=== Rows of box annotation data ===

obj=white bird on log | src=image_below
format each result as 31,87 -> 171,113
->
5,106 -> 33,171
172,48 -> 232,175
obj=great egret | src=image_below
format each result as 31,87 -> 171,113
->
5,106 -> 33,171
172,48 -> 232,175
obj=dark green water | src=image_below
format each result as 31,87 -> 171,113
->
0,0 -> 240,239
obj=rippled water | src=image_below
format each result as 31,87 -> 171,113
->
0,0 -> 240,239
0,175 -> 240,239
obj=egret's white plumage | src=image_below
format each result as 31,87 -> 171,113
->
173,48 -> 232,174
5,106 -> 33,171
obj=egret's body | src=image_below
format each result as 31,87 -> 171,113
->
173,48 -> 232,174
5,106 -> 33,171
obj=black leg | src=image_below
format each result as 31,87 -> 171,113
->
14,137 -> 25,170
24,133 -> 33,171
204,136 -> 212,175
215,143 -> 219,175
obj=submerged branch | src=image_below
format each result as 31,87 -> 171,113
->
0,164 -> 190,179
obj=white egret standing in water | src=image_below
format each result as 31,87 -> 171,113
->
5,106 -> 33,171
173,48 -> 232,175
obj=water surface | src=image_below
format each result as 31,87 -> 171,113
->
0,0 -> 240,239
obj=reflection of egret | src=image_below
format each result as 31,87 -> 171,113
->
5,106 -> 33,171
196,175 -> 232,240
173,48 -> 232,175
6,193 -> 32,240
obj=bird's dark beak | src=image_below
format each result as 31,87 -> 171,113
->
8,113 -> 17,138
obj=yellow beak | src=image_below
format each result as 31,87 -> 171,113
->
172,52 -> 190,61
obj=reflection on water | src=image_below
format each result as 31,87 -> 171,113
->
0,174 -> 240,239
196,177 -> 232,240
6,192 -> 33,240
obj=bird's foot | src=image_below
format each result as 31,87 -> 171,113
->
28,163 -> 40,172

=== What is required ===
Count the lines of the records above that contain the string "dark", and give only the number.

=== Solution for this problem ===
2